*** Data Section Begins ***

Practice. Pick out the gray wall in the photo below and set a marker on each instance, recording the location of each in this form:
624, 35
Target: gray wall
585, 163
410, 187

*** Data Section Ends ***

Write the material above out in full, exactly as it reads.

• Answer box
Practice. Pick out the gray wall in the photo below and set a marker on each instance, recording the location of each in this form:
624, 35
Target: gray wall
585, 163
410, 187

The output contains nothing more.